### About this exercise:
How many lines of the material below contain the string "helmet"? Answer with the number and nothing else.

### Supplied data:
[Start of section]
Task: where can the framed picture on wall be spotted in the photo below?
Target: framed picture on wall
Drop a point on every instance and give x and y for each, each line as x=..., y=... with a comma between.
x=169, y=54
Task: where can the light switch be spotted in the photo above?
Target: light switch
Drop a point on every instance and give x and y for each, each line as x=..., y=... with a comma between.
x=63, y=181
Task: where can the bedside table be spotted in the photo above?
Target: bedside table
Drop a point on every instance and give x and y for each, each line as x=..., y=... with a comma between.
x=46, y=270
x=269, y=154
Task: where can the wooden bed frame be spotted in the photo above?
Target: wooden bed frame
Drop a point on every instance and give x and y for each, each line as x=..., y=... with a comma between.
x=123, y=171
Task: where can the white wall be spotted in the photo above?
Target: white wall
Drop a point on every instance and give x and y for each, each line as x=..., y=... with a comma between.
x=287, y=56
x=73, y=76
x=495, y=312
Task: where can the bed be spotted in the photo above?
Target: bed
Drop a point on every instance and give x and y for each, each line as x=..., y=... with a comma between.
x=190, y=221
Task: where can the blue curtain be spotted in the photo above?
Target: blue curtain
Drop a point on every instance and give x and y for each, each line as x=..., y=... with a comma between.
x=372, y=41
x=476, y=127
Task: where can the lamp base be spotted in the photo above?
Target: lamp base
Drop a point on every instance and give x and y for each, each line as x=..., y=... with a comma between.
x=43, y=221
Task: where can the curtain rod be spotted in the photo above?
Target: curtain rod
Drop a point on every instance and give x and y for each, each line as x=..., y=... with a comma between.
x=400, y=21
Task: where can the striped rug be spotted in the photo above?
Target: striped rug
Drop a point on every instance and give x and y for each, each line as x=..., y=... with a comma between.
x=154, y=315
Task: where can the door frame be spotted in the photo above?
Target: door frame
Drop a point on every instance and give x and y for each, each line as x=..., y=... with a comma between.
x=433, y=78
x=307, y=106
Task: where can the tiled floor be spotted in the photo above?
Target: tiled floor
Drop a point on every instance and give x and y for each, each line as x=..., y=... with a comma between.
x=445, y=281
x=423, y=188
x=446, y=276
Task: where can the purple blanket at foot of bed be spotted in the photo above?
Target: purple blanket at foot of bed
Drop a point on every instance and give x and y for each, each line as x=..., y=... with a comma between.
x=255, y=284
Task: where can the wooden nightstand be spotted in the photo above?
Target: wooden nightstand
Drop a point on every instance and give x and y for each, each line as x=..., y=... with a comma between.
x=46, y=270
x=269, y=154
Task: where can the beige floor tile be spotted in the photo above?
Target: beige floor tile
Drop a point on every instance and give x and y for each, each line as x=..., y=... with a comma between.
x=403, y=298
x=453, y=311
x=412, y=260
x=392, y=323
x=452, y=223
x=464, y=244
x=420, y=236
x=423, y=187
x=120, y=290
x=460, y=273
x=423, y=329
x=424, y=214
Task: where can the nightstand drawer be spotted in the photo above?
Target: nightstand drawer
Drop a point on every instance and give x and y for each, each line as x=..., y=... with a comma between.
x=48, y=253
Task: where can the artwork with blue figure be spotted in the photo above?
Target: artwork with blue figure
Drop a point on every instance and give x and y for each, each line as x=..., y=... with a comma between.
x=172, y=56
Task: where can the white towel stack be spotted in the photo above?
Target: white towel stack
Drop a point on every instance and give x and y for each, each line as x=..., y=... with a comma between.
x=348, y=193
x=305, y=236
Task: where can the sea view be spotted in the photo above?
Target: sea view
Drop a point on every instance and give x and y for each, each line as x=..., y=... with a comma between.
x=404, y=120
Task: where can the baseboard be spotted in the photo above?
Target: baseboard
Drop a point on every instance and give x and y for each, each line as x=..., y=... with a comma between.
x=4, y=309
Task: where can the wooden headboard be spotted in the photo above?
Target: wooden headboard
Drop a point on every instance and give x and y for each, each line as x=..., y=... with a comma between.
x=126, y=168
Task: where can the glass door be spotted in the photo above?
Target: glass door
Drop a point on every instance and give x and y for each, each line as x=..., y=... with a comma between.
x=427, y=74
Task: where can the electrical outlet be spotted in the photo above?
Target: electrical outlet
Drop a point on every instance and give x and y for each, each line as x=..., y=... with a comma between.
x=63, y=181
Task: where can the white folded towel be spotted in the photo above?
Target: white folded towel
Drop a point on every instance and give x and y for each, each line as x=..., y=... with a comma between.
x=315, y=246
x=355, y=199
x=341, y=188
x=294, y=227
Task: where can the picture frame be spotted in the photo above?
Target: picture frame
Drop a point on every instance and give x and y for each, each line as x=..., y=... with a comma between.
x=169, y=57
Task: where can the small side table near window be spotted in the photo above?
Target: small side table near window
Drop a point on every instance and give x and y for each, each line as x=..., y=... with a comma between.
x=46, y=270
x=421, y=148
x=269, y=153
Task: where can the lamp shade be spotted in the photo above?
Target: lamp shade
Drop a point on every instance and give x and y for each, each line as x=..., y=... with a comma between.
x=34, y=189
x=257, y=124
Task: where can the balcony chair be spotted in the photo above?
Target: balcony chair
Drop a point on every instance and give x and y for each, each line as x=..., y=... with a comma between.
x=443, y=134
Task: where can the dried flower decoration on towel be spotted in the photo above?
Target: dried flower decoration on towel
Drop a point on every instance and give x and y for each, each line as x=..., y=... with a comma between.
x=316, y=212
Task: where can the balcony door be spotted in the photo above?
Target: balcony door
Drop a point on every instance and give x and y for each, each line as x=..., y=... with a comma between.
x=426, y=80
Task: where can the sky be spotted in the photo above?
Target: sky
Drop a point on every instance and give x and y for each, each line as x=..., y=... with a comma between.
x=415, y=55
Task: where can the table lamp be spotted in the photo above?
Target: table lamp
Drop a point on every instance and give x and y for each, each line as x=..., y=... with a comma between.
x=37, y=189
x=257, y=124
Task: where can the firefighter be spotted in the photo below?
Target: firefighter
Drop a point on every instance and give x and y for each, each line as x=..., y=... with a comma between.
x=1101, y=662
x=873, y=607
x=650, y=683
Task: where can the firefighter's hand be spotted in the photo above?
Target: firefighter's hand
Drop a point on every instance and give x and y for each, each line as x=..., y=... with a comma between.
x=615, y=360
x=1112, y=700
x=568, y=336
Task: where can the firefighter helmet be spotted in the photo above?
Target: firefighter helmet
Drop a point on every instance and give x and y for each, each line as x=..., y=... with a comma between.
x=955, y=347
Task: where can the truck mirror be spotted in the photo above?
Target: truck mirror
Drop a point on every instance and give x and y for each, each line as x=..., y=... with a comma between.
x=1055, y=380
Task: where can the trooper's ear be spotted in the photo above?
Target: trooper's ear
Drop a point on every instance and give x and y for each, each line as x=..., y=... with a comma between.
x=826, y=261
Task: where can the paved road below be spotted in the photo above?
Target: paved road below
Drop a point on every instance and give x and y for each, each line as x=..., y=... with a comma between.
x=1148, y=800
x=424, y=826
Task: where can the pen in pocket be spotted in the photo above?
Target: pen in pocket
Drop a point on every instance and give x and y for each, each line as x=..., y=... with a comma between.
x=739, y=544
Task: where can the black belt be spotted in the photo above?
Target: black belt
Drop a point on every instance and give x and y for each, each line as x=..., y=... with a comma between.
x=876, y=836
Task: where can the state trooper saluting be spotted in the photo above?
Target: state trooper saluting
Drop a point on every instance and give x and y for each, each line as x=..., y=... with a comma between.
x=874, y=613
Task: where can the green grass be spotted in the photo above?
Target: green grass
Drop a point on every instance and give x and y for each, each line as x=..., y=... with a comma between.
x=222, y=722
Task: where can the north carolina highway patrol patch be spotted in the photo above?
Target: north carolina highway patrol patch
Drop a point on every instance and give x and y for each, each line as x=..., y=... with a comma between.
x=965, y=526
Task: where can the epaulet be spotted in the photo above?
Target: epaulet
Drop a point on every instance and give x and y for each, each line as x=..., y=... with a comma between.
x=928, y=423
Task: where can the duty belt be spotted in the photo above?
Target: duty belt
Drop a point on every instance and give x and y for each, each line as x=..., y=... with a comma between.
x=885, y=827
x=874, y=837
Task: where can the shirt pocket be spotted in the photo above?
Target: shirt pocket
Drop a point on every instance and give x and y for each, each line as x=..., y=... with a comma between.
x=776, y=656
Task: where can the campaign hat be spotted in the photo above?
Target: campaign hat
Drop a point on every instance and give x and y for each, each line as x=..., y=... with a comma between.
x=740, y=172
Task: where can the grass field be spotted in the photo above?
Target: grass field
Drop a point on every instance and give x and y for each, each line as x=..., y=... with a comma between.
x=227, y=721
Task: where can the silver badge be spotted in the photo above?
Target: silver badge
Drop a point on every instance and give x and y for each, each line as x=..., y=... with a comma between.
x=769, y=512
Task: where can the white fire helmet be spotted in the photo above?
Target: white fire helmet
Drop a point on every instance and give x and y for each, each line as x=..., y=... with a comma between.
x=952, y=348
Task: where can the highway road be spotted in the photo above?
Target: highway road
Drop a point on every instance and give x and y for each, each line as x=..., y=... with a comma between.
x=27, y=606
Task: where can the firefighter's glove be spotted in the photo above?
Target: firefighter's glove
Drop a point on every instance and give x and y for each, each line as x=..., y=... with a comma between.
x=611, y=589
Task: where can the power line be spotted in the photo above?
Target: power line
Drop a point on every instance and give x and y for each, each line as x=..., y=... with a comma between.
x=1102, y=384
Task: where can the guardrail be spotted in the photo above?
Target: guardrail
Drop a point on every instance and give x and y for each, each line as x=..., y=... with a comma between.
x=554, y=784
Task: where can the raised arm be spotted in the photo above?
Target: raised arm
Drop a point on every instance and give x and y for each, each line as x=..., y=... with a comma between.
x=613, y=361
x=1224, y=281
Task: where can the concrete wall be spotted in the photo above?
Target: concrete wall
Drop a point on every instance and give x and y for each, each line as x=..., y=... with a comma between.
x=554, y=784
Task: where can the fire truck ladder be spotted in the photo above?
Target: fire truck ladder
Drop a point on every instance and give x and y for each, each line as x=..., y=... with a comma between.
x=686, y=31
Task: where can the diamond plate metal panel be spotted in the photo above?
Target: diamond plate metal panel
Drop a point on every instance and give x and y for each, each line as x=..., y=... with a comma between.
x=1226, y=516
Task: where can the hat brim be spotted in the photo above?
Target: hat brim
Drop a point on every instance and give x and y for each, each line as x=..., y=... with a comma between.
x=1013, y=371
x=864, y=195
[End of section]
### Exercise answer:
4